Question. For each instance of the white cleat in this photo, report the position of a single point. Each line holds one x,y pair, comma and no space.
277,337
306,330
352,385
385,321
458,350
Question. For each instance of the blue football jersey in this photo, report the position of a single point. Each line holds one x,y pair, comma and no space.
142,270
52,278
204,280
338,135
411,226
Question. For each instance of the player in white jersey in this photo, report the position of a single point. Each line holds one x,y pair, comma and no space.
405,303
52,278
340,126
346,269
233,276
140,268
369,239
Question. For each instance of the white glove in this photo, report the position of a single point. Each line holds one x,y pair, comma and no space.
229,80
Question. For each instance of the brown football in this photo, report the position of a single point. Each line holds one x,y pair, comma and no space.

AIM OF THE TASK: The expected output is the exact run of lines from the line with "Question. For each instance of the white glove" through the last line of the material above.

YOUR RESPONSE:
Question. For each instance of the white glove in this photo, report the position of a single point. Each line holds one x,y pair, comma and no space.
229,80
Question. For each instance of the brown football in this photo, report the position of a single point. Each line holds one x,y pair, comma and no space.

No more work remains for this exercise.